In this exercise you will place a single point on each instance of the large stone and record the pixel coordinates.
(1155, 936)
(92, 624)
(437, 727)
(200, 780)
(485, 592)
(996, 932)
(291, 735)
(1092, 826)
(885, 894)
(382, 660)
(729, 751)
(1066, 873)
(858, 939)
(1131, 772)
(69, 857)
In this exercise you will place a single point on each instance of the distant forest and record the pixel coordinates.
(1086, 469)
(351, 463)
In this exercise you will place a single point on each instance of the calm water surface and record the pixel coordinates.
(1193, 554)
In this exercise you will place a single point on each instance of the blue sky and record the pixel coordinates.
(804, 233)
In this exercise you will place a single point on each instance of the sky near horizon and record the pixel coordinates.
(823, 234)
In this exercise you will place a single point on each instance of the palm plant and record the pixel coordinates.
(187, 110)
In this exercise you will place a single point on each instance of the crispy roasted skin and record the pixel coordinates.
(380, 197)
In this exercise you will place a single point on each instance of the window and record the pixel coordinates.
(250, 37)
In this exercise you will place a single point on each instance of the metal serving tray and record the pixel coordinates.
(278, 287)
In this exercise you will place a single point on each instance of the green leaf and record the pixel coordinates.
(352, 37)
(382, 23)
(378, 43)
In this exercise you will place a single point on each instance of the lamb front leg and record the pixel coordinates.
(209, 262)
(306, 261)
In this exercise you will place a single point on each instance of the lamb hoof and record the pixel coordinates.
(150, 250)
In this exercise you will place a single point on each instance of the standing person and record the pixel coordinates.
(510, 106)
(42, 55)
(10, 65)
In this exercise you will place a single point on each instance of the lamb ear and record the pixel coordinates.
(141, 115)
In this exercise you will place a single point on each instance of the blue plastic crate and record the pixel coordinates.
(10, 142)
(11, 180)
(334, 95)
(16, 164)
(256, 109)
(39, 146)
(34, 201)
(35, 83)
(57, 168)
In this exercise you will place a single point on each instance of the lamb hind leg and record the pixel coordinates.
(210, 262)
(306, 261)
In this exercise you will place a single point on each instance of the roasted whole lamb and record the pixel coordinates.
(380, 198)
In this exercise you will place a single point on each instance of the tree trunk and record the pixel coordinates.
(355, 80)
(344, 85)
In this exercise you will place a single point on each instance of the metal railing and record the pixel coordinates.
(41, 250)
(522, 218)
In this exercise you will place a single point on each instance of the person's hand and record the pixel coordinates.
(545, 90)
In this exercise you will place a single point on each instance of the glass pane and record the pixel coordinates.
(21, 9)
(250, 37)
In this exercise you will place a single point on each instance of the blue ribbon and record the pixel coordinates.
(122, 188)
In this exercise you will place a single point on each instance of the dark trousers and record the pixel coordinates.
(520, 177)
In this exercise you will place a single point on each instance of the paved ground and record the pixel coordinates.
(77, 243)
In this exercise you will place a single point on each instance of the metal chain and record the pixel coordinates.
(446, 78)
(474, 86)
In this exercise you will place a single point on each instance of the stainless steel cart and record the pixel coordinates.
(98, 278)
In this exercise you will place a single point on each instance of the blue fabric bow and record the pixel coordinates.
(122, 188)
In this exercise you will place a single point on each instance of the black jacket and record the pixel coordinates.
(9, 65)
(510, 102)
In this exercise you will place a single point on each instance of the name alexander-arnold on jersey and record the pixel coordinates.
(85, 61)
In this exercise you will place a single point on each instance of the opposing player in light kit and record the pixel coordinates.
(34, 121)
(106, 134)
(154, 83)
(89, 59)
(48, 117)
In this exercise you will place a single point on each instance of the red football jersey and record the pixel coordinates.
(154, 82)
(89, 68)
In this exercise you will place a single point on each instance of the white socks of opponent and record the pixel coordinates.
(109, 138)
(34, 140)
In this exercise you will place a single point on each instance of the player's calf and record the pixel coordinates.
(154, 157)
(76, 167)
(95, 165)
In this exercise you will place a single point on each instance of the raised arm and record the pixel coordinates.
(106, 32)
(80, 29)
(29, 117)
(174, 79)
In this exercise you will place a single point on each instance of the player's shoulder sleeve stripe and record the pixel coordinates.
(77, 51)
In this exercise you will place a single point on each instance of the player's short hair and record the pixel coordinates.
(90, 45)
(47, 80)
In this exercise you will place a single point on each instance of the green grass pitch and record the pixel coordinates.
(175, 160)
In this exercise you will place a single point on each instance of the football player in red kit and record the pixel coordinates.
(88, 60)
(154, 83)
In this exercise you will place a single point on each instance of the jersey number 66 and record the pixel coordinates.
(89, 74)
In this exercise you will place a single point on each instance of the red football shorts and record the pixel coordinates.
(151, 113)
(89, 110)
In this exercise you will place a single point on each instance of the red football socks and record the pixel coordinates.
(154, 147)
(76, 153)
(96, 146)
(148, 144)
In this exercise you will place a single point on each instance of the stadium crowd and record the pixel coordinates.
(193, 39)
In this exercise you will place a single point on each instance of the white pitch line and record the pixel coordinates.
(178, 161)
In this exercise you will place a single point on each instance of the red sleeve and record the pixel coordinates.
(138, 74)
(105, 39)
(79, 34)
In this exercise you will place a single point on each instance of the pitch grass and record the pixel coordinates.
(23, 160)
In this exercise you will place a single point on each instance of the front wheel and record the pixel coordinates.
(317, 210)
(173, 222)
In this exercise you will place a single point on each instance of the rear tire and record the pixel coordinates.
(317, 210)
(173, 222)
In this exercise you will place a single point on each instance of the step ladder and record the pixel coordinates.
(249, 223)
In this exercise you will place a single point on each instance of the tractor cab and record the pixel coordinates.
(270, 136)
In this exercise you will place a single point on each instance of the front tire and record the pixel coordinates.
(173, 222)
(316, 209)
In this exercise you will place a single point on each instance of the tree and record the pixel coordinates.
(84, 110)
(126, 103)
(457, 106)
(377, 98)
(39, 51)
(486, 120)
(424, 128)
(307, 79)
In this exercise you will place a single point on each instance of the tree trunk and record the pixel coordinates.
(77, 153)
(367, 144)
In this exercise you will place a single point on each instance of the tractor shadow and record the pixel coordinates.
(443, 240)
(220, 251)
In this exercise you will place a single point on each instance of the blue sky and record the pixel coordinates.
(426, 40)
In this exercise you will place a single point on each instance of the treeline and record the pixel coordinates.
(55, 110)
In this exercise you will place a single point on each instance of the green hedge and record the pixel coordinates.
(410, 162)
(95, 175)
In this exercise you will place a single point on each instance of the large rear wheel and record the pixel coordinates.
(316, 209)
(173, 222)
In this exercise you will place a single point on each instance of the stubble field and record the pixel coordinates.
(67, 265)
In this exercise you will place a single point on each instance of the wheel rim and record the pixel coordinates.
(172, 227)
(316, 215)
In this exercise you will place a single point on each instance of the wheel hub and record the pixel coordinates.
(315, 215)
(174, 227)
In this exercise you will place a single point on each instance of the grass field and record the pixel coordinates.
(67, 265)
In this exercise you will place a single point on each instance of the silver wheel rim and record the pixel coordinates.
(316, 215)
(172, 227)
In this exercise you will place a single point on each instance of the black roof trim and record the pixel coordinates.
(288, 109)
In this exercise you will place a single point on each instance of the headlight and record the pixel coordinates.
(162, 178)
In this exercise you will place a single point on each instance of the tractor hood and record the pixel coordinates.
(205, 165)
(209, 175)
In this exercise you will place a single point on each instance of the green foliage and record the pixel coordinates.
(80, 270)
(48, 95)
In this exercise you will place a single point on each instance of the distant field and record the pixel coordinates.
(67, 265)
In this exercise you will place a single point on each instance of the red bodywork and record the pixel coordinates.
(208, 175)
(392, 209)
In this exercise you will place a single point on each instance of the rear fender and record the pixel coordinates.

_What is required_:
Restate the whole of the data exactly.

_Exercise answer_:
In this exercise you will place a single point on each instance of the large stone and record the pixel coordinates.
(1155, 936)
(92, 624)
(437, 727)
(200, 780)
(485, 592)
(996, 932)
(291, 735)
(1092, 826)
(885, 894)
(382, 660)
(729, 751)
(1066, 873)
(858, 939)
(1131, 772)
(69, 857)
In this exercise you will place a single point on each instance of the distant forest and record the pixel coordinates.
(1086, 469)
(351, 463)
In this exercise you will place a single point on each instance of the calm water surface and record the pixel coordinates.
(1193, 554)
In this exercise you will place a single point on each instance of the blue sky and record the pixel coordinates.
(804, 233)
In this exercise you will place a single point on each instance of the sky near horizon and record the pixel coordinates.
(823, 234)
In this exercise you will place a single point on each instance of the palm plant and record the pixel coordinates.
(187, 110)
In this exercise you will place a single point on each instance of the crispy roasted skin and record the pixel coordinates.
(380, 197)
In this exercise you will place a single point on each instance of the window and record the pixel coordinates.
(250, 37)
In this exercise you will place a single point on each instance of the metal serving tray and record the pixel coordinates.
(278, 287)
In this exercise you will place a single point on each instance of the green leaf and record the pixel coordinates.
(352, 37)
(382, 23)
(378, 43)
In this exercise you will place a single point on each instance of the lamb front leg and record the pixel coordinates.
(209, 262)
(306, 261)
In this exercise you will place a single point on each instance of the lamb hoof and record the pixel coordinates.
(150, 250)
In this exercise you will place a single point on each instance of the standing person and record the pixel coordinates.
(510, 106)
(42, 55)
(10, 65)
In this exercise you will place a single point on each instance of the lamb ear and record the pixel coordinates.
(141, 115)
In this exercise you will place a single point on each instance of the blue plastic crate and record the pixel coordinates.
(10, 142)
(11, 180)
(334, 95)
(16, 164)
(256, 109)
(39, 146)
(34, 201)
(35, 83)
(57, 168)
In this exercise you will place a single point on each instance of the lamb hind leg and record the pixel coordinates.
(210, 262)
(306, 261)
In this exercise you will place a single point on each instance of the roasted whole lamb and record the pixel coordinates.
(380, 198)
In this exercise you will place a single point on each instance of the tree trunk and record the pixel coordinates.
(355, 80)
(344, 85)
In this exercise you will place a single point on each instance of the metal railing and record the pixel coordinates.
(41, 250)
(522, 218)
In this exercise you will place a single point on each instance of the person's hand and record the pixel coordinates.
(545, 90)
In this exercise you will place a single point on each instance of the glass pane and record the pixel coordinates.
(21, 9)
(250, 37)
In this exercise you will place a single point on each instance of the blue ribbon and record the pixel coordinates.
(122, 188)
In this exercise you will place a single point on each instance of the dark trousers and record the pixel coordinates.
(520, 177)
In this exercise you will place a single point on each instance of the paved ground and record the pixel coordinates.
(77, 243)
In this exercise you will place a single point on each instance of the metal chain and record the pixel coordinates.
(446, 78)
(474, 86)
In this exercise you will place a single point on each instance of the stainless steel cart and record the pixel coordinates.
(98, 278)
In this exercise you will place a single point on each instance of the blue fabric bow and record the pixel coordinates.
(122, 188)
In this exercise you will place a single point on each instance of the black jacket and record the pixel coordinates.
(9, 65)
(510, 102)
In this exercise you will place a single point on each instance of the name alexander-arnold on jersey and record the pixel coordinates.
(85, 61)
In this exercise you will place a single point on each instance of the opposing player in light kit and record the pixel coordinates.
(34, 121)
(106, 134)
(154, 83)
(89, 59)
(48, 117)
In this exercise you will place a single point on each instance of the red football jersey and record the pixel coordinates.
(154, 82)
(89, 68)
In this exercise you will place a single point on each instance of the white socks of opponent and record the pixel coordinates.
(109, 138)
(34, 140)
In this exercise you will place a single point on each instance of the player's calf and record the pixel coordinates.
(154, 157)
(76, 167)
(95, 165)
In this exercise you will place a single point on each instance of the raised arm and record the pixel coordinates.
(106, 32)
(80, 29)
(29, 117)
(174, 79)
In this exercise you will place a single point on each instance of the player's shoulder sleeve stripe and record the pixel coordinates.
(77, 51)
In this exercise you will place a single point on each instance of the player's short hair and record the pixel coordinates.
(90, 45)
(47, 80)
In this exercise you will place a single point on each instance of the green grass pitch and record the pixel coordinates.
(175, 160)
In this exercise you will place a single point on each instance of the football player in red kit and record the pixel coordinates.
(88, 60)
(154, 83)
In this exercise you will place a single point on each instance of the jersey number 66 and record the pixel coordinates.
(89, 74)
In this exercise you will place a single point on each instance of the red football shorts and record the pixel coordinates.
(151, 113)
(89, 110)
In this exercise you will place a single point on each instance of the red football socks and record the pixel coordinates.
(154, 147)
(76, 153)
(96, 146)
(148, 144)
In this exercise you will place a single point on each instance of the stadium crowd and record the pixel coordinates.
(193, 39)
In this exercise you will place a single point on each instance of the white pitch line and record the pixel coordinates.
(178, 161)
In this exercise you will place a single point on each instance of the red sleeve and record the pixel coordinates.
(138, 74)
(105, 39)
(79, 34)
In this exercise you will place a single point on each instance of the pitch grass and record the pixel coordinates.
(23, 160)
In this exercise you will place a single point on each instance of the front wheel and record the pixel coordinates.
(317, 210)
(173, 222)
In this exercise you will place a single point on each instance of the rear tire and record the pixel coordinates.
(317, 210)
(173, 222)
In this exercise you will place a single point on each instance of the step ladder and record the pixel coordinates.
(249, 223)
In this exercise you will place a single point on each instance of the tractor cab and record the pixel coordinates.
(270, 136)
In this exercise you will place a single point on each instance of the front tire and record the pixel coordinates.
(173, 222)
(316, 209)
In this exercise you will place a single point on each instance of the tree and record the pixel coordinates.
(84, 110)
(126, 103)
(457, 106)
(377, 98)
(39, 51)
(486, 120)
(424, 128)
(307, 79)
In this exercise you will place a single point on each instance of the tree trunk and record the pixel coordinates.
(77, 153)
(367, 144)
In this exercise you will place a single point on each instance of the tractor shadow and record the pixel coordinates.
(443, 240)
(220, 251)
In this exercise you will place a single point on each instance of the blue sky and record the pixel coordinates.
(426, 40)
In this exercise you will place a single point on each instance of the treeline and record the pixel coordinates.
(55, 110)
In this exercise you will place a single point on each instance of the green hedge and record the pixel coordinates.
(410, 162)
(95, 175)
In this exercise you will place a single point on each instance of the large rear wheel and record the pixel coordinates.
(316, 209)
(173, 222)
In this exercise you will place a single point on each instance of the stubble field and record the pixel coordinates.
(67, 265)
In this exercise you will place a single point on each instance of the wheel rim and record the pixel coordinates.
(172, 227)
(316, 215)
In this exercise you will place a single point on each instance of the wheel hub and record the pixel coordinates.
(315, 215)
(174, 227)
In this exercise you will place a single point on each instance of the grass field and record the pixel coordinates.
(67, 265)
In this exercise you will place a single point on each instance of the silver wheel rim and record the pixel coordinates.
(316, 215)
(172, 227)
In this exercise you will place a single point on each instance of the black roof trim and record the pixel coordinates.
(288, 109)
In this exercise you will place a single point on each instance of the headlight and record the pixel coordinates.
(162, 178)
In this exercise you will place a single point on each instance of the tractor hood and record the pixel coordinates.
(205, 165)
(209, 175)
In this exercise you will place a single point on each instance of the green foliage and record the pixel coordinates.
(80, 270)
(48, 95)
In this exercise you will place a single point on each instance of the distant field and record the pixel coordinates.
(67, 265)
In this exercise you will place a single point on each instance of the red bodywork and record the pixel coordinates.
(208, 175)
(392, 209)
In this exercise you will place a single point on each instance of the rear fender and record the pixel coordinates.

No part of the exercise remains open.